▸ **Exercise**
Please repeat the entries below exactly as written, leaving out any images.

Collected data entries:

· · · · ·

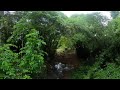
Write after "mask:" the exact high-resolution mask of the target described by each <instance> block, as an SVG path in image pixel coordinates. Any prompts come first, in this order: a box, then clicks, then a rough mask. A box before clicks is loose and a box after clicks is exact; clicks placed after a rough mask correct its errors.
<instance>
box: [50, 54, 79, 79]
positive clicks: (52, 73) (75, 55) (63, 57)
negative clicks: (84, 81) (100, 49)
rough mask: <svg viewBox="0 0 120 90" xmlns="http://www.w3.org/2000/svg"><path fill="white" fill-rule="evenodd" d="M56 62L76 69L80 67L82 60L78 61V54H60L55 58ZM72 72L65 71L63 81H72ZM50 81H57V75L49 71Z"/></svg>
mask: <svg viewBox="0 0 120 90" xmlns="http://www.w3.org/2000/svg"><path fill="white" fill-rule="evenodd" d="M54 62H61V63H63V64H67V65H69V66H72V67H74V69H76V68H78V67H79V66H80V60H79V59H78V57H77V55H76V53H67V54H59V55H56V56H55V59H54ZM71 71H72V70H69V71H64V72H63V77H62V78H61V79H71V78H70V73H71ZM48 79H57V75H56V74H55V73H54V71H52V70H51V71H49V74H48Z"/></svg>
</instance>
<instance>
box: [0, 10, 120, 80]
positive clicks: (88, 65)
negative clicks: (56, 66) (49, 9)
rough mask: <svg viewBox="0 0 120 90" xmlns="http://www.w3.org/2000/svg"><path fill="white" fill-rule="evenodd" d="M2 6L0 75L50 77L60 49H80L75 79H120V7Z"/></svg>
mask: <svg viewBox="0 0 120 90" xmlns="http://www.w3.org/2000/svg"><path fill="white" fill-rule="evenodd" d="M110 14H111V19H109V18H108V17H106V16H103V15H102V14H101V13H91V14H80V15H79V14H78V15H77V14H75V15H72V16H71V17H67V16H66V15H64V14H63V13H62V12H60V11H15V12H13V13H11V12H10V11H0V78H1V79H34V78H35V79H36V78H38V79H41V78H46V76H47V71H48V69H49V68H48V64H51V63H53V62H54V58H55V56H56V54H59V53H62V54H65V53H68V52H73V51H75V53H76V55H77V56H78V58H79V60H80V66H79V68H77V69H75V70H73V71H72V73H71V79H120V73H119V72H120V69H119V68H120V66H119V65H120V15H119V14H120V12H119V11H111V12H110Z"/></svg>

· · · · ·

▸ **Exercise output**
Write after "mask:" the exact high-resolution mask of the target described by each <instance> block, as an SVG path in image pixel coordinates. Any prompts come first, in this order: a box, then clicks, then a rough mask. A box before clicks is loose and a box after clicks is exact; clicks placed after a rough mask correct its errors.
<instance>
box: [50, 54, 79, 79]
positive clicks: (52, 73) (75, 55) (63, 57)
negative clicks: (84, 81) (100, 49)
rough mask: <svg viewBox="0 0 120 90" xmlns="http://www.w3.org/2000/svg"><path fill="white" fill-rule="evenodd" d="M56 62L76 69L80 67L82 60L78 61V54H60L55 58ZM72 72L65 71L63 81H72ZM50 81H57V75L49 71Z"/></svg>
mask: <svg viewBox="0 0 120 90" xmlns="http://www.w3.org/2000/svg"><path fill="white" fill-rule="evenodd" d="M54 62H61V63H63V64H67V65H69V66H72V67H74V69H76V68H78V67H79V66H80V60H79V59H78V57H77V55H76V53H67V54H59V55H56V56H55V59H54ZM71 71H72V70H69V71H64V72H63V77H62V78H61V79H71V78H70V73H71ZM48 79H57V75H56V74H55V73H54V71H52V70H51V71H49V74H48Z"/></svg>
</instance>
<instance>
box: [0, 10, 120, 80]
positive clicks: (88, 65)
negative clicks: (56, 66) (49, 9)
rough mask: <svg viewBox="0 0 120 90" xmlns="http://www.w3.org/2000/svg"><path fill="white" fill-rule="evenodd" d="M2 6L0 75L50 77L60 49H80L75 79H120V7Z"/></svg>
mask: <svg viewBox="0 0 120 90" xmlns="http://www.w3.org/2000/svg"><path fill="white" fill-rule="evenodd" d="M110 14H111V19H109V18H108V17H106V16H103V15H102V14H101V13H91V14H80V15H79V14H78V15H77V14H75V15H72V16H71V17H67V16H66V15H64V14H63V13H62V12H60V11H15V12H13V13H11V12H10V11H0V78H1V79H34V78H35V79H36V78H38V79H41V78H46V76H47V71H48V69H49V68H48V64H51V63H53V62H54V58H55V56H56V54H59V53H62V54H65V53H68V52H73V51H75V53H76V55H77V56H78V58H79V60H80V66H79V68H77V69H75V70H73V71H72V73H71V79H120V73H119V72H120V69H119V68H120V66H119V65H120V15H119V14H120V12H119V11H111V12H110Z"/></svg>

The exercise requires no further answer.